Selected text:
..............................

HC Deb 12 May 1999 vol 331 cc306-8
7. Mr. Andrew George (St. Ives)

If she will make a statement on her Department's support for refugees and asylum seekers. [82954]

The Secretary of State for International Development (Clare Short)

There are now some 22 million refugees in the world, which is the greatest number ever recorded. My Department provides support to the United Nations High Commissioner for Refugees and to non-governmental organisations to help refugees across the world. Of course, the Home Office is responsible for refugees and asylum seekers in the United Kingdom.

Mr. George

In the light of the recent atrocities in Kosovo, does the right hon. Lady agree that beside the inevitability of armchair generals having the benefit of hindsight, there is an opportunity to reap the benefit of foresight by recognising the problems created for her Department by the Immigration and Asylum Bill? Following her work with the UNHCR, which has been critical of that Bill, what representations has she made to her right hon. Friend the Home Secretary?

Clare Short

I gently suggest that the hon. Gentleman is asking that question of the wrong Department. The previous Government took an exemption—that is not the correct word, but the hon. Gentleman will know what I mean—on the convention on the rights of the child in relation to child refugees. The UNHCR has written to me about the matter, and I have written to the Home Secretary. The hon. Gentleman might wish to follow up the issue with him.

Fiona Mactaggart (Slough)

The Secretary of State knows that the vast majority of the 22 million refugees to whom she referred are in the poorest countries of the world. What can the richer countries do to support those refugees and prevent the sorts of crises that create refugees?

Clare Short

My hon. Friend is absolutely correct. I visited Tanzania briefly last week. It is one of the poorest countries in the world and is hosting 330,000 refugees—which is more than in Macedonia—who are mostly from Burundi. Our task is twofold: first, we must help the poorest countries to develop; and, secondly and more important, we must prevent and resolve conflicts so that refugees may return home—which is the overwhelming wish of all refugees.

Mr. Andrew Rowe (Faversham and Mid-Kent)

One of the most distressing features of our short visit to Albania and Macedonia was meeting refugees who had sponsors to take them to Germany, the United Kingdom or elsewhere, but were unable to take up those offers because they did not have sufficient identification. Is the Secretary of State prepared to throw her weight against the UNHCR's incompetence and ensure that, when refugees have no papers, they speedily receive sufficient identification so that those who wish to befriend them can take them home?

..............................

Information given:
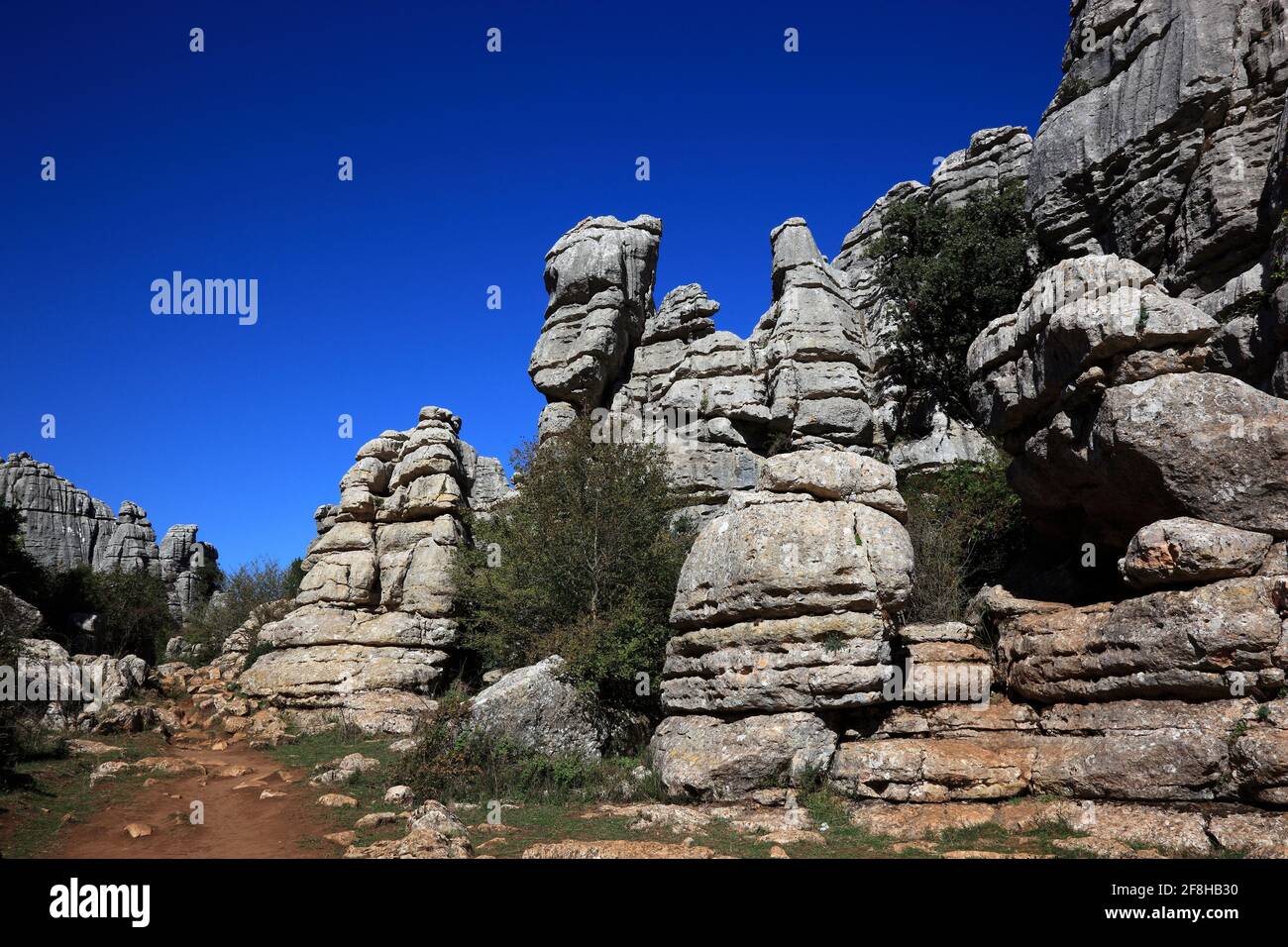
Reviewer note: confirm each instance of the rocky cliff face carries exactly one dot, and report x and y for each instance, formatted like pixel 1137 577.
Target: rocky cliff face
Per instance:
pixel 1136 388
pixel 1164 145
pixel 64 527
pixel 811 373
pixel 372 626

..............................

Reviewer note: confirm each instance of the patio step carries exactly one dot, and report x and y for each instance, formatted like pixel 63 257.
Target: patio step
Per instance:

..............................

Assigned task 1: According to the Commons debate, how many refugees is Tanzania hosting?
Assigned task 2: Repeat the Commons debate word for word, from "The Secretary of State knows" up to and including "(Faversham and Mid-Kent)".

Solution 1: 330,000

Solution 2:
The Secretary of State knows that the vast majority of the 22 million refugees to whom she referred are in the poorest countries of the world. What can the richer countries do to support those refugees and prevent the sorts of crises that create refugees?

Clare Short

My hon. Friend is absolutely correct. I visited Tanzania briefly last week. It is one of the poorest countries in the world and is hosting 330,000 refugees—which is more than in Macedonia—who are mostly from Burundi. Our task is twofold: first, we must help the poorest countries to develop; and, secondly and more important, we must prevent and resolve conflicts so that refugees may return home—which is the overwhelming wish of all refugees.

Mr. Andrew Rowe (Faversham and Mid-Kent)